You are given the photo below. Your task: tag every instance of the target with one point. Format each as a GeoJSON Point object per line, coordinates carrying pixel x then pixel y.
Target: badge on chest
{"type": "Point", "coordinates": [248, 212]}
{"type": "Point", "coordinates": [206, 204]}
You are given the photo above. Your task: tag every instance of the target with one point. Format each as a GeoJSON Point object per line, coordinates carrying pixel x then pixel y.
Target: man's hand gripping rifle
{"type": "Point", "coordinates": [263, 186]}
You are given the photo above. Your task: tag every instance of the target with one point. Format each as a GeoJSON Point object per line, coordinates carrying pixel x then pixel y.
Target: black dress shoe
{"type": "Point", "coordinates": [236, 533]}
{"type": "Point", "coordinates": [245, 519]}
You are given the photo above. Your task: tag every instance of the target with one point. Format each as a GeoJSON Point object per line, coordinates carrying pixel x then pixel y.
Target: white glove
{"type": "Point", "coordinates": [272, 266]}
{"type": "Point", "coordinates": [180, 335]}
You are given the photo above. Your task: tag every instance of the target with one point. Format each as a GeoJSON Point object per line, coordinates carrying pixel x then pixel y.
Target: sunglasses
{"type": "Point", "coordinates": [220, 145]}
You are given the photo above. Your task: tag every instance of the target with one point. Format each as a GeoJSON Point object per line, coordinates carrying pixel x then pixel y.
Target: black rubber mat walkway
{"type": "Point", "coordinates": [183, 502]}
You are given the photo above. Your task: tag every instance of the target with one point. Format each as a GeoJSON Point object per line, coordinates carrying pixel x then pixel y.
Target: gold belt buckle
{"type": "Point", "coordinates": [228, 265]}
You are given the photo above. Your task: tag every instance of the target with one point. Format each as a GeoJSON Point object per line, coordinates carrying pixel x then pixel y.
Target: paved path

______

[INSTRUCTIONS FOR THE TASK]:
Nothing but the lines from the one containing "Target: sunglasses" to the end of the records above should appear, each copied exactly.

[REPLY TO THE EXERCISE]:
Target: sunglasses
{"type": "Point", "coordinates": [220, 145]}
You are given the photo above. Your task: tag every instance of the target with one point. Format each as a GeoJSON Point object per line, coordinates carrying pixel x then pixel y.
Target: black rubber mat walkway
{"type": "Point", "coordinates": [183, 502]}
You are given the photo above. Your task: tag every instance of the target with one point. Format each as a GeoJSON Point object per line, coordinates carrying pixel x then pixel y.
Target: gold belt buckle
{"type": "Point", "coordinates": [228, 265]}
You are given the photo above. Your task: tag every instance of the target with one point. Format each as a GeoJSON Point object per line, coordinates carrying pixel x then pixel y.
Target: paved path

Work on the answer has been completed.